| YOUR INSTRUCTIONS |
Reproduce every one of the entries below verbatim, omitting the pictures from your answer.

--- BEGIN EXCERPTED DATA ---

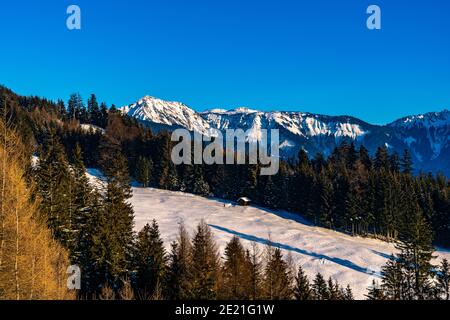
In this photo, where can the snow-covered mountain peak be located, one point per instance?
(243, 110)
(427, 136)
(169, 113)
(430, 119)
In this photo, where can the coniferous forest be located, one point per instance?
(52, 217)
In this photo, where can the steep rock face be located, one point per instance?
(427, 136)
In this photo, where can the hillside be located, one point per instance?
(350, 260)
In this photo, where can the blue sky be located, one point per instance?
(298, 55)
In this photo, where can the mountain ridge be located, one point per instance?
(427, 135)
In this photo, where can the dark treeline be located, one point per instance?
(350, 191)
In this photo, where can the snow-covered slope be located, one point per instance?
(350, 260)
(166, 113)
(354, 261)
(427, 136)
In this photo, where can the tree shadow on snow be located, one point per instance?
(339, 261)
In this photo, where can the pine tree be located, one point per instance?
(276, 277)
(406, 163)
(416, 249)
(255, 272)
(393, 283)
(54, 183)
(179, 272)
(302, 289)
(116, 236)
(205, 264)
(144, 169)
(235, 276)
(150, 260)
(443, 277)
(375, 292)
(93, 110)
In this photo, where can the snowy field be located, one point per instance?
(350, 260)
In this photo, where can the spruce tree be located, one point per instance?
(276, 277)
(319, 288)
(302, 289)
(406, 163)
(235, 276)
(375, 292)
(150, 260)
(54, 183)
(179, 272)
(205, 264)
(117, 234)
(144, 171)
(443, 278)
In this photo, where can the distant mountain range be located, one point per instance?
(427, 136)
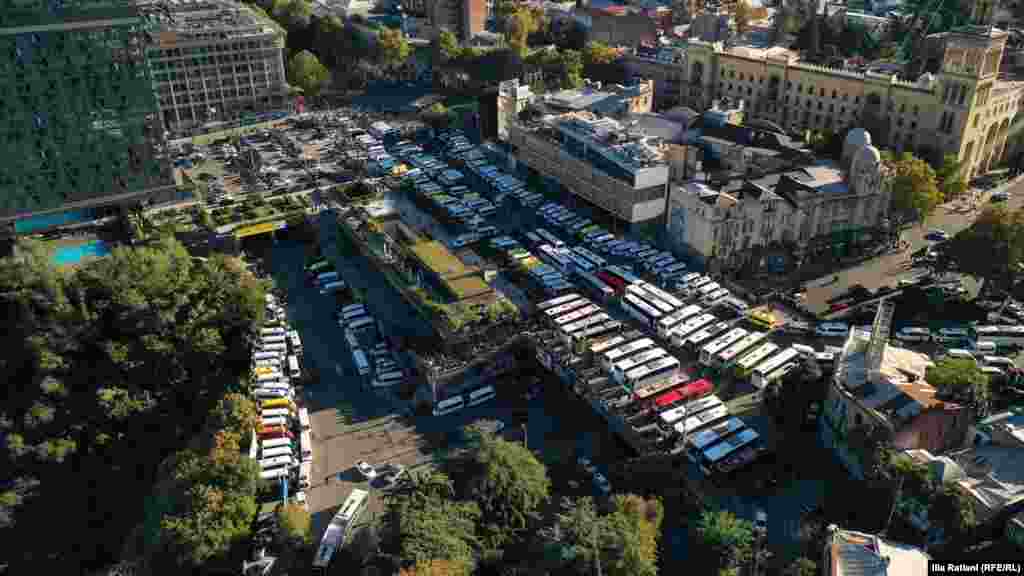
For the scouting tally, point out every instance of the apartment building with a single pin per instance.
(215, 60)
(79, 125)
(621, 171)
(790, 211)
(965, 109)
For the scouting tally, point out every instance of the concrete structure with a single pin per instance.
(620, 170)
(964, 110)
(214, 60)
(80, 126)
(894, 396)
(856, 553)
(797, 208)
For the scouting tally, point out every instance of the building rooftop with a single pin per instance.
(856, 553)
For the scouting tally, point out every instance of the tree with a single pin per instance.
(961, 378)
(730, 539)
(293, 524)
(393, 47)
(913, 186)
(509, 483)
(741, 16)
(305, 71)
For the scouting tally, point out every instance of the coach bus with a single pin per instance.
(339, 529)
(641, 311)
(760, 375)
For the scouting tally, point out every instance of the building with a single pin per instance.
(965, 109)
(786, 213)
(856, 553)
(878, 385)
(80, 126)
(216, 60)
(620, 170)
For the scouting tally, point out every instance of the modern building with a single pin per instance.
(965, 109)
(215, 60)
(80, 128)
(856, 553)
(620, 170)
(799, 208)
(879, 385)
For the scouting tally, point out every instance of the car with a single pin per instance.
(367, 469)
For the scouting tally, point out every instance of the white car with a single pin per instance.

--- END EXCERPTED DATA ---

| ANSWER TO THIS PROBLEM |
In this photo, where can the snow-covered mountain peak be located, one point per instance?
(243, 110)
(427, 136)
(169, 113)
(430, 119)
In this photo, where can the coniferous forest be located, one point per instance?
(52, 217)
In this photo, where can the steep rock face be located, one point per instance?
(427, 136)
In this photo, where can the hillside be located, one point per instance?
(350, 260)
In this photo, where can the blue sky be located, one point per instance?
(298, 55)
In this photo, where can the mountain ridge be located, one point per instance?
(427, 135)
In this photo, where can the dark treeline be located, one point per instance?
(350, 191)
In this photo, where can the snow-covered slope be located, one point per instance?
(350, 260)
(166, 113)
(354, 261)
(427, 136)
In this photo, where can the tree shadow on snow be located, one point per instance?
(339, 261)
In this photo, where can the pine tree be located, one point per instance?
(276, 277)
(406, 163)
(416, 249)
(255, 272)
(393, 283)
(54, 183)
(179, 272)
(302, 289)
(116, 236)
(205, 264)
(144, 169)
(235, 276)
(150, 260)
(443, 277)
(375, 292)
(93, 110)
In this photo, where can the snowy field be located, one point per instance?
(350, 260)
In this photo, where can the spruce tree be located, one point per instance?
(276, 277)
(319, 288)
(302, 289)
(406, 163)
(235, 276)
(375, 292)
(150, 260)
(54, 183)
(179, 272)
(205, 264)
(117, 234)
(144, 171)
(443, 278)
In this photo, where can the distant mountain range be located, one point per instance?
(427, 136)
For the scouting tally, point out every instance of the apartment building with a single pin per instance.
(215, 60)
(79, 125)
(621, 171)
(790, 211)
(965, 109)
For the scouting tally, point out every instance of the concrete structure with a single pin per instance.
(620, 170)
(964, 110)
(214, 60)
(80, 126)
(894, 396)
(856, 553)
(797, 208)
For the scouting tally, point out every instance of the building rooftop with a single pin per instance.
(856, 553)
For the scouting tally, point out every instance of the tree with a single pin per instance.
(961, 378)
(730, 539)
(293, 524)
(393, 47)
(913, 186)
(509, 483)
(741, 16)
(305, 71)
For the scouting tally, point out every instance of the coach bus with a single pin per instance.
(339, 529)
(641, 311)
(760, 375)
For the scouting tally, point out every instance of the building with a single pin per instance.
(965, 109)
(786, 213)
(856, 553)
(878, 385)
(80, 126)
(216, 60)
(620, 170)
For the scouting tally, point out every instance of the modern building with a single pin per instance.
(965, 109)
(215, 60)
(80, 128)
(856, 553)
(620, 170)
(799, 208)
(879, 385)
For the scouting tally, point out every instance of the car with a single pin per instance.
(367, 469)
For the scouting tally, point out every instance of the white car with a single pin per instance.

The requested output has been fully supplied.